Die Blüte im vergangenen Jahr waren ca. 10 Blüten, eine schöner als die nächste....
 

Drücken wir uns die Daumen, dass diese Eiseskälte bald Geschichte ist und wir endlich in den wärmeren Frühling durchstarten können!


----------



## Eva-Maria (1. Mai 2017)

Moin zusammen,
vor 4 Wochen schaute es so aus
 

und seit gestern so...
 

Hunderte kleiner Erdkröten zappeln durch den Teich, bin mal gespannt wie viele davon auch groß werden...
Euch allen einen schönen 1. Mai!


----------



## Eva-Maria (7. Mai 2017)

Moin zusammen,
heute, in allerschönstem Sonnenwetter, sammelten sich Hunderte Erdkröten-Quappen
im warmen Flachwasserbereich....


----------



## XxGabbeRxX (8. Mai 2017)

Ich freu mich für dich.
Bei mir hat nicht  ein Ei überlebt.
Ich denke mal die __ Molche haben zu viel hunger gehabt oder was liebt noch den Laich?


----------



## Eva-Maria (3. Juni 2017)

Moin zusammen,
die Quappen wurden deutlich dezimiert, schade!
Aber es hat schon noch welche, die sich teilweise gut verstecken....
Den 'fish-tower' noch nicht ganz aufgestellt, musste Jonny II doch gleich nachschauen,
was sich da Neues im Revier getan hatte 
 

Über dieses blühende Geranium so direkt am Teich freue ich mich besonders.
 

In Kombi mit den __ Iris wunderschön
 
Euch allen ein schönes Pfingstfest!


----------



## ina1912 (3. Juni 2017)

Eva-Maria, die __ Iris sieht ja hammermäßig aus! Wie heißt die und wo kann man die haben? Und der __ Storchschnabel,  haste von dem auch einen Namen? Die beide zusammen stelle ich mir sensationell vor..

Lg ina


----------



## Eva-Maria (4. Juni 2017)

Hallo Ina,
sorry... leider nicht. Die __ Iris habe ich vor 2 Jahren günstig beim Discounter gekauft,
im letzten Jahr blühte sie lange nicht so schön..... sollte ich sie im Herbst wieder beim Discounter finden,
sage ich Dir umgehend Bescheid. Okay?


----------



## ina1912 (4. Juni 2017)

Na klar, das wäre super!


----------



## Eva-Maria (28. Juli 2017)

Moin zusammen,
die Wildkamera hat ihn abgelichtet.
Gestern morgen wollte er es versuchen..... dammisches Vieh!


----------



## Eva-Maria (13. Aug. 2017)

Moin zusammen,
also... ich soll Euch ausrichten.... es wird Sommer... mindestens für 2 Tage!
Das meint auch einer der Teichfrösche... heute im Fischturm!
Es wird Sommer....
 

.... oder vielleicht doch nicht... zumindest nicht so wirklich...
 

Euch allen noch einen schönen Sonntag!


----------



## Eva-Maria (4. Okt. 2017)

**ANGABEN:**
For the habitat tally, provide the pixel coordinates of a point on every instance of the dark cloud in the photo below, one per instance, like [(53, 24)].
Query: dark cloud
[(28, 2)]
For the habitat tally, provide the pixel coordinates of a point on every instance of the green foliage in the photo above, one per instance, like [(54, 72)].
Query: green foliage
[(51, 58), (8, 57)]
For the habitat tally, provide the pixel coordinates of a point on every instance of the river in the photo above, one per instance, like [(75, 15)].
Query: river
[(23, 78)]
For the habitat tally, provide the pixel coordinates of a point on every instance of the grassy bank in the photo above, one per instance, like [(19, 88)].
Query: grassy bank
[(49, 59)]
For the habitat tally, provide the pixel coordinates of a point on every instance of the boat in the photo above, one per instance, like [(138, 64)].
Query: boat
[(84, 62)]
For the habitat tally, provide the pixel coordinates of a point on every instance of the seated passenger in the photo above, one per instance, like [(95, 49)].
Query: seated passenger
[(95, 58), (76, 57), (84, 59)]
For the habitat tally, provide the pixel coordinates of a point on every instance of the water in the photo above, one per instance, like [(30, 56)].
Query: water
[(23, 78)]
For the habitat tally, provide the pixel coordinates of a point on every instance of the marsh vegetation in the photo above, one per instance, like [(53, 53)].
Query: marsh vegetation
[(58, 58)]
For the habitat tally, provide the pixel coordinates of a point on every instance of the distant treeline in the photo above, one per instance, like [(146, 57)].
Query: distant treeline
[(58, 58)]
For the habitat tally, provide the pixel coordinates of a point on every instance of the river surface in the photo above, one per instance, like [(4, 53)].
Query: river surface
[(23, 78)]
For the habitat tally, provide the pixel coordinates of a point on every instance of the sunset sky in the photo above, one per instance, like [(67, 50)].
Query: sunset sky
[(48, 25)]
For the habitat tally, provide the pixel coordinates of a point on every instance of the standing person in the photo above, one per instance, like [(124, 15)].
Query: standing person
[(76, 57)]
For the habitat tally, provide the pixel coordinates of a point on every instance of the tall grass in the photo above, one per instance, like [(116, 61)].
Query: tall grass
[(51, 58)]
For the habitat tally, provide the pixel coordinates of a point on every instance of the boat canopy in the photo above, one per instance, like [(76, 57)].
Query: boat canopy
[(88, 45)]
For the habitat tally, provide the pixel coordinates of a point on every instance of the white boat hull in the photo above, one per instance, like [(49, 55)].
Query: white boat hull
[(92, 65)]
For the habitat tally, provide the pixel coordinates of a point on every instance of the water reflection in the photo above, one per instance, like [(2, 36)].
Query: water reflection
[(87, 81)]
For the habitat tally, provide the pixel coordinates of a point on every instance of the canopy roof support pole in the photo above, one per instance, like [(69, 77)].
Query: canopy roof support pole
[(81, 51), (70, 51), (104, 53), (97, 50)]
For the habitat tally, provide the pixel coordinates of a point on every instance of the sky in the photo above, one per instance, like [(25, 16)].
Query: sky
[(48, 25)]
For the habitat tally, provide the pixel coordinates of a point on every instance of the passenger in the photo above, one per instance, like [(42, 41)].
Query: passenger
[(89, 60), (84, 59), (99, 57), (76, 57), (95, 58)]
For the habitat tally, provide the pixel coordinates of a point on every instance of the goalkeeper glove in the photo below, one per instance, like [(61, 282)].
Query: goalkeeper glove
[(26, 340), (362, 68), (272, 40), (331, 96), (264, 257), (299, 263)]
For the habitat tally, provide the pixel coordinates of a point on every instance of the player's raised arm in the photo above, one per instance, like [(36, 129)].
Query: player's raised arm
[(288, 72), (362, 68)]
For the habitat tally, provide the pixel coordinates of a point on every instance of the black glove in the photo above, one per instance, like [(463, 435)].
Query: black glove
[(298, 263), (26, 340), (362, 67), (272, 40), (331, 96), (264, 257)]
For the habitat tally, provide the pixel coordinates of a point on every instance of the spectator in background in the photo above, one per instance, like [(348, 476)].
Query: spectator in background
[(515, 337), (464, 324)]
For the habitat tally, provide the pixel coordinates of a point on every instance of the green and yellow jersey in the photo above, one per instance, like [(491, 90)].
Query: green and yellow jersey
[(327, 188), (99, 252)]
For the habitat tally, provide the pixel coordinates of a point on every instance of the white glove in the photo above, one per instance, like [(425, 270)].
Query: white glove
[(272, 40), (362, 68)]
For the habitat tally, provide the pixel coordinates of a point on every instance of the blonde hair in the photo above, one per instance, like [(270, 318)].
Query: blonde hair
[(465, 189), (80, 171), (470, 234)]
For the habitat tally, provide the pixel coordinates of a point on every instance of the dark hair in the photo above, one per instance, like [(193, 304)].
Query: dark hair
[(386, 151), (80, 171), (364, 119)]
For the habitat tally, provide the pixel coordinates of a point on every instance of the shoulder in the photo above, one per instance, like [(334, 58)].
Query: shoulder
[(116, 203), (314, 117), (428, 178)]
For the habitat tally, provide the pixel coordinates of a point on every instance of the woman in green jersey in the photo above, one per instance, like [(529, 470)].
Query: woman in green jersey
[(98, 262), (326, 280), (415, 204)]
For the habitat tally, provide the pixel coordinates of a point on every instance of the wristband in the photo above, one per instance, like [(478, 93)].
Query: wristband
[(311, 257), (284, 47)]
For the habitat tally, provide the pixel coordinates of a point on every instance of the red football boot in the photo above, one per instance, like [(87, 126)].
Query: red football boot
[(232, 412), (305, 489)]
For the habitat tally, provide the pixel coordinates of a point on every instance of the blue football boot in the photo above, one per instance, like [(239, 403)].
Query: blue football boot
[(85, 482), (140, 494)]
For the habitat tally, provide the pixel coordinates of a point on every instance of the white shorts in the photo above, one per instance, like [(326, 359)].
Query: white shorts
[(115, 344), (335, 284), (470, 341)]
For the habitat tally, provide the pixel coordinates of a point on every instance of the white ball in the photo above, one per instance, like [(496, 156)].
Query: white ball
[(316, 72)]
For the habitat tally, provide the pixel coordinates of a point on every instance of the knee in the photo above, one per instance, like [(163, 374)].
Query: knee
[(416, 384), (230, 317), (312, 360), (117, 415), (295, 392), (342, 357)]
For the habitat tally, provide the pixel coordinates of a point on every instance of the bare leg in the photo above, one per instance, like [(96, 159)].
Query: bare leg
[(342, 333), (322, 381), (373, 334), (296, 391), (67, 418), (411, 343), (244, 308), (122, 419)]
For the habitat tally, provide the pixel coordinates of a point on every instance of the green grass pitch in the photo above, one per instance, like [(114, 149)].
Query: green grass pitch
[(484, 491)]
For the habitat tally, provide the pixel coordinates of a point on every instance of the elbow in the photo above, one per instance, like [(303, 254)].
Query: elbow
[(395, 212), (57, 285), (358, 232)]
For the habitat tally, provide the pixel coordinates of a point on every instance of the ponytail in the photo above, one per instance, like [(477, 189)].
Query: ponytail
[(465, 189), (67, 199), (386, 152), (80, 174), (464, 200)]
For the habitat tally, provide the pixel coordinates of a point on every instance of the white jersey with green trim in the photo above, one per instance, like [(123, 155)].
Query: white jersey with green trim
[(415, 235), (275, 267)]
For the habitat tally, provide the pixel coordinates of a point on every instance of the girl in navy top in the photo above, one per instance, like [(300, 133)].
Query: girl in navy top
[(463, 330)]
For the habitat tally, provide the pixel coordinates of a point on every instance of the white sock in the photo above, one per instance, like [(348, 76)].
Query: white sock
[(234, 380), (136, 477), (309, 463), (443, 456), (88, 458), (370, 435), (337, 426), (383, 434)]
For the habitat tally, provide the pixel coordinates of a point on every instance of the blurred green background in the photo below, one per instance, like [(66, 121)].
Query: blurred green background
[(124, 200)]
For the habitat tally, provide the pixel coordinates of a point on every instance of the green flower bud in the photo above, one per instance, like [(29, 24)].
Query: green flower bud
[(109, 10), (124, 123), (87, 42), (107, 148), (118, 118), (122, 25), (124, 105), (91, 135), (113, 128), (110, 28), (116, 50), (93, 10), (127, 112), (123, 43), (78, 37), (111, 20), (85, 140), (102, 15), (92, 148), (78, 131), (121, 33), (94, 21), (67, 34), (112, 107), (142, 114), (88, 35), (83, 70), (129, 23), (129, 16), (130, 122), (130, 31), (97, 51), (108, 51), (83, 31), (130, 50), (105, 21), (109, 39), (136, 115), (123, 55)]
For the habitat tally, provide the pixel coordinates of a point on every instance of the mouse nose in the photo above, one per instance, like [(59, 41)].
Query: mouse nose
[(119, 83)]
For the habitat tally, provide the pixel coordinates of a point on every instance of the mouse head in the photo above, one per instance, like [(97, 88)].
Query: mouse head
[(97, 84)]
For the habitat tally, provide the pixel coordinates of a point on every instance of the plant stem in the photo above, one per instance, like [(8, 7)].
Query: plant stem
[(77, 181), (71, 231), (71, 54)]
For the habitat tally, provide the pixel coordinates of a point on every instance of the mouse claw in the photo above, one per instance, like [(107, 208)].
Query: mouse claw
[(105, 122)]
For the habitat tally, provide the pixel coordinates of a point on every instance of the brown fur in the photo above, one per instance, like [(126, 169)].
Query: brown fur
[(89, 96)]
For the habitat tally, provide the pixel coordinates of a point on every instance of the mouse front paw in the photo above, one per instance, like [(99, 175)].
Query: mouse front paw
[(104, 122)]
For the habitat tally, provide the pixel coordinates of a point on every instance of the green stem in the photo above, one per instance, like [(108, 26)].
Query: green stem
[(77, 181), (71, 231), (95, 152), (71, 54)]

**AUFGABE:** Wann und wo hat Eva-Maria laut der ausgewählten Passage die Iris gekauft? Die Datensätze werden hierfür nicht benötigt.

**SCHRIFTLICHE LÖSUNG:** Sie hat die Iris vor zwei Jahren günstig beim Discounter gekauft.